### Activity
Could you set down, exactly as they stand, only the lines from the one containing "Target: black t-shirt" through the end of the listing?

- - - -

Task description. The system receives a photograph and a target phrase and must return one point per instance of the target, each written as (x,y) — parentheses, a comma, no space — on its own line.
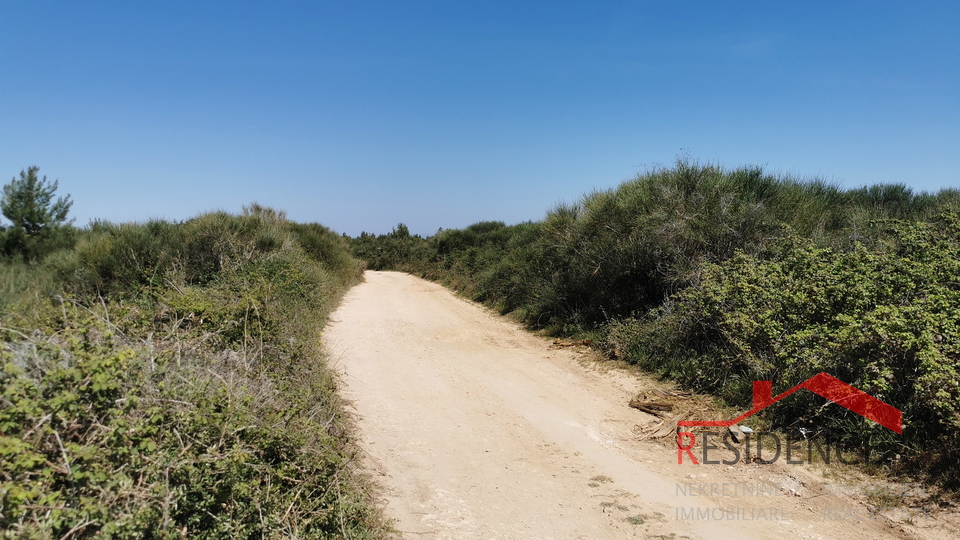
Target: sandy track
(477,429)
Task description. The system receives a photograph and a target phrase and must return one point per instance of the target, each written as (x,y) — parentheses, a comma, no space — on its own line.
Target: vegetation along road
(475,428)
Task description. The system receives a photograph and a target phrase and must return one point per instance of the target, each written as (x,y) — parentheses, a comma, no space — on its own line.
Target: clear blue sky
(360,115)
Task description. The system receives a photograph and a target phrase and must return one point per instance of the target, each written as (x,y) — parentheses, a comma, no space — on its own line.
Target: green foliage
(882,317)
(176,387)
(720,277)
(38,223)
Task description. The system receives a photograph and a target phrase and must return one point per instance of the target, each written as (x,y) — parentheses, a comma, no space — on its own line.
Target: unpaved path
(478,429)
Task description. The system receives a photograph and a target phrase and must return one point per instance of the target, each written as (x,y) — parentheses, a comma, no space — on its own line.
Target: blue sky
(360,115)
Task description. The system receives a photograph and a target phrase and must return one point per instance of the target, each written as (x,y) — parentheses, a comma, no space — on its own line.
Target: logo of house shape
(824,385)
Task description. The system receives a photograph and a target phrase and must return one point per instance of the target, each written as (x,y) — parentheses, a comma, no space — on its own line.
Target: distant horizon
(427,234)
(436,115)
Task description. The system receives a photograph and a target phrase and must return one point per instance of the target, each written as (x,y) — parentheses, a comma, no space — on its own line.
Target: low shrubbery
(166,380)
(717,278)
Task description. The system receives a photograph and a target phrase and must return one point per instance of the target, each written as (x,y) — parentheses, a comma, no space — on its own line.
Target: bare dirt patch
(478,429)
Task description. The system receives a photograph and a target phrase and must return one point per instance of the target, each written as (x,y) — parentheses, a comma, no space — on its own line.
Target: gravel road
(475,428)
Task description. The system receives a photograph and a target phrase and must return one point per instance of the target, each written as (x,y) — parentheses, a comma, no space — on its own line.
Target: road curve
(477,429)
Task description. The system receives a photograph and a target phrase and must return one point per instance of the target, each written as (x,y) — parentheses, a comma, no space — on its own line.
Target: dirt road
(478,429)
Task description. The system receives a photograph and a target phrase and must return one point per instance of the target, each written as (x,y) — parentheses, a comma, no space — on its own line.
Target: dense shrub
(721,277)
(175,386)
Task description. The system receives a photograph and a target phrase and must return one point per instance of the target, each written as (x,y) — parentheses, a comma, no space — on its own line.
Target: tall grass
(719,277)
(166,380)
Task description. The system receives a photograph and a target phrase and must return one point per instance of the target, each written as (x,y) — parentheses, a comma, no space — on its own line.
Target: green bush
(175,386)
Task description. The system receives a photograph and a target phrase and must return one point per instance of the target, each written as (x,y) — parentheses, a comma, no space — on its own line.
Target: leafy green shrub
(882,317)
(177,388)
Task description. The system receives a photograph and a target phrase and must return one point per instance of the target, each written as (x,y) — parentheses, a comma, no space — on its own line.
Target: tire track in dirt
(477,429)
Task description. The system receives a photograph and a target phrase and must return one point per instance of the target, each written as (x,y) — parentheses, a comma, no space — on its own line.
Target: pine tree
(39,224)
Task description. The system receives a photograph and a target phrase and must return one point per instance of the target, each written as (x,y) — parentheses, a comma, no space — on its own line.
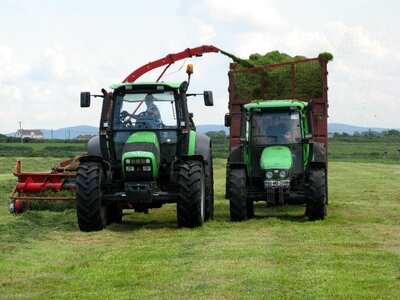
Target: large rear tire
(191,204)
(237,193)
(209,173)
(316,208)
(91,213)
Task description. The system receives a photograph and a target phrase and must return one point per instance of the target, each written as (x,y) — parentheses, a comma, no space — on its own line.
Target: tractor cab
(275,136)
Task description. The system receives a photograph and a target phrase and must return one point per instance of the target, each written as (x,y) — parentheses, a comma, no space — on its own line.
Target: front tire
(191,204)
(91,213)
(237,195)
(317,205)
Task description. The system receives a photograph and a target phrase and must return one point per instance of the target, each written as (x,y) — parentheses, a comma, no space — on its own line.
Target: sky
(50,51)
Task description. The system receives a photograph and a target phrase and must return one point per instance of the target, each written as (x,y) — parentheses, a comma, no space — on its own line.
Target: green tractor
(276,160)
(147,153)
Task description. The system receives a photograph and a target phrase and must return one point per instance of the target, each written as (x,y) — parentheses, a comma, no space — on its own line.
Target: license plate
(276,183)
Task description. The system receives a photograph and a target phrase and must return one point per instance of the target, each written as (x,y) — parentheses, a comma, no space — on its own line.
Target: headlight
(269,174)
(282,174)
(138,164)
(147,168)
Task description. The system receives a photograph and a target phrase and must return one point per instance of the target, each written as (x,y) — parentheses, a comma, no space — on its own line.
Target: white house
(30,133)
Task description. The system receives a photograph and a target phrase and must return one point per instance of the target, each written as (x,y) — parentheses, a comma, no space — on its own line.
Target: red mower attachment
(31,185)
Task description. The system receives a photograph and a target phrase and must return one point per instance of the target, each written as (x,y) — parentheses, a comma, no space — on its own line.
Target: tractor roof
(275,104)
(173,85)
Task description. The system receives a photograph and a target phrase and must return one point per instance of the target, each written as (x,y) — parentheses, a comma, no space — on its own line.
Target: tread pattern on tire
(88,193)
(237,193)
(209,175)
(316,209)
(189,206)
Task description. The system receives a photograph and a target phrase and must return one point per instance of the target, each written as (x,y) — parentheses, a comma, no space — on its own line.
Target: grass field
(354,253)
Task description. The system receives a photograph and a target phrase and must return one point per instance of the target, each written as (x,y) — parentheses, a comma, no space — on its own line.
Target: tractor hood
(141,156)
(276,157)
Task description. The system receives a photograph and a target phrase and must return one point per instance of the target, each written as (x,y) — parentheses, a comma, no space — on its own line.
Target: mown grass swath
(354,253)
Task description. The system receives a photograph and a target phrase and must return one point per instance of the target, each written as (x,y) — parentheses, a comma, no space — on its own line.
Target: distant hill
(350,129)
(73,132)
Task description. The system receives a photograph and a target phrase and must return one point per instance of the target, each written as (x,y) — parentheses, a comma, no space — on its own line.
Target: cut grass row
(354,253)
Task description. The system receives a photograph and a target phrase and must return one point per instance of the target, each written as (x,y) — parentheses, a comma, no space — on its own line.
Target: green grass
(354,253)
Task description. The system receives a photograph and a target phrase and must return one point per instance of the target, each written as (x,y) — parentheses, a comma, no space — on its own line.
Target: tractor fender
(236,155)
(94,146)
(98,159)
(203,146)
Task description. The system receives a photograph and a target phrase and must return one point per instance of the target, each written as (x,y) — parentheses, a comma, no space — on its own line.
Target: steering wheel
(125,118)
(143,120)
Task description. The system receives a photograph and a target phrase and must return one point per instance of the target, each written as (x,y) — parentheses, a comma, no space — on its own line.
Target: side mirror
(208,98)
(228,120)
(308,136)
(243,123)
(85,99)
(183,87)
(310,124)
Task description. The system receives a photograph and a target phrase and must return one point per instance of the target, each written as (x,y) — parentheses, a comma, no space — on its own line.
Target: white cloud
(42,73)
(260,13)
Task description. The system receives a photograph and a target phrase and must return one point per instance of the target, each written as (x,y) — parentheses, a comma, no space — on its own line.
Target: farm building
(30,133)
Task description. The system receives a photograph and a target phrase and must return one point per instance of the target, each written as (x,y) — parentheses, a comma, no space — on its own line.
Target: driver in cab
(152,109)
(150,118)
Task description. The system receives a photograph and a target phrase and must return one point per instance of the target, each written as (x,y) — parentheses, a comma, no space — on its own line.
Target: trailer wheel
(114,213)
(316,208)
(92,214)
(237,193)
(209,173)
(250,209)
(190,207)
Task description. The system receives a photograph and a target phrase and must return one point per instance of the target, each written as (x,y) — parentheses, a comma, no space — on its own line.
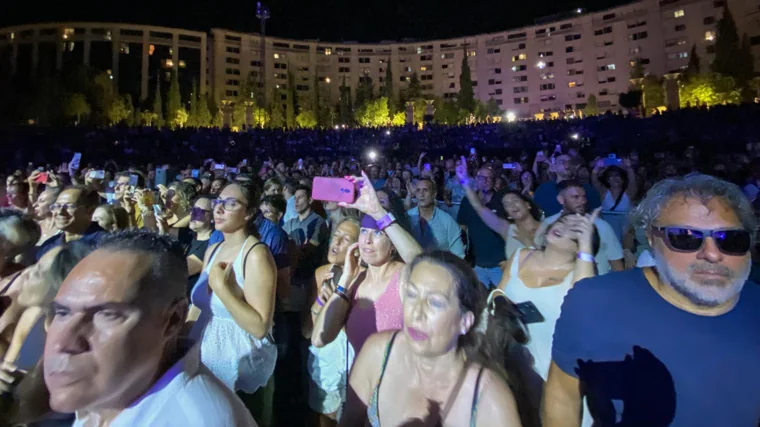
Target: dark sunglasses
(734,242)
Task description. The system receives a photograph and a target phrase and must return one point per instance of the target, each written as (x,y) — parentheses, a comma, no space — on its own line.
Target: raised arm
(498,225)
(368,203)
(332,316)
(252,308)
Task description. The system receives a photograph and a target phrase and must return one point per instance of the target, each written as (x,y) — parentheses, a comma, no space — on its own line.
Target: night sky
(331,20)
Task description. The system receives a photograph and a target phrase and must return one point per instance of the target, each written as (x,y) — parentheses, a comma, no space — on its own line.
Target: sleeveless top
(384,314)
(373,411)
(240,360)
(548,301)
(609,202)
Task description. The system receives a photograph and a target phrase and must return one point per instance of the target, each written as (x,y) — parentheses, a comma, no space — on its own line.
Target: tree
(637,69)
(181,117)
(290,106)
(204,115)
(727,50)
(694,67)
(492,108)
(306,119)
(373,113)
(630,100)
(365,91)
(192,119)
(592,106)
(158,108)
(398,119)
(388,88)
(76,105)
(173,100)
(709,89)
(345,104)
(316,102)
(466,98)
(276,112)
(414,90)
(653,94)
(118,111)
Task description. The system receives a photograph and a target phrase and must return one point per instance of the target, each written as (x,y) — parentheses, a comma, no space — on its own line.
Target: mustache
(707,268)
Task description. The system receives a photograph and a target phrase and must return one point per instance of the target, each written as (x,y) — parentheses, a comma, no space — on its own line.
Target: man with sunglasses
(72,216)
(672,345)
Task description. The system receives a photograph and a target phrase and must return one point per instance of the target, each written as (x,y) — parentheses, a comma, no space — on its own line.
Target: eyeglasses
(228,204)
(736,242)
(60,206)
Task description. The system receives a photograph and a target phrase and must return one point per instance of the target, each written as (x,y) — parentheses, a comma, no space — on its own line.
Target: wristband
(386,221)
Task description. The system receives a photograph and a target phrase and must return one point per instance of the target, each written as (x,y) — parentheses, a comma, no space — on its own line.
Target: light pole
(262,12)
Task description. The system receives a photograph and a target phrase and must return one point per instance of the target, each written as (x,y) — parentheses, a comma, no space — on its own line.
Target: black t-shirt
(198,249)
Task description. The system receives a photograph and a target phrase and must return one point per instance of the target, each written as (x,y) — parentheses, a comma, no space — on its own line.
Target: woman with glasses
(202,225)
(233,300)
(367,299)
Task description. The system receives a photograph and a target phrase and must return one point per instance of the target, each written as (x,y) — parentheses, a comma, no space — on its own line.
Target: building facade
(554,65)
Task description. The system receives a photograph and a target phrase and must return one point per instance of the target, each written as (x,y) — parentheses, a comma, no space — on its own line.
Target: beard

- - - -

### Output of the task
Target: black t-shirt
(198,249)
Task description. The system receives a photograph and a target phrase and must return one point per instance of the target, each written as (x,y) — parentheses, a comma, no space — on its own line.
Target: woman with glasses
(202,225)
(233,300)
(367,299)
Task description. The system receives a photograph and a target phrase and must return one point per instance of the target, each written as (x,y) — parentheses, a comma, no space — on its own line.
Target: building facade
(554,65)
Task description. The system receives a photograph and a target phrase and must return one point per instance of the target, each written as (x,y) — parentheses, a comma, no space — on its own line.
Target: beard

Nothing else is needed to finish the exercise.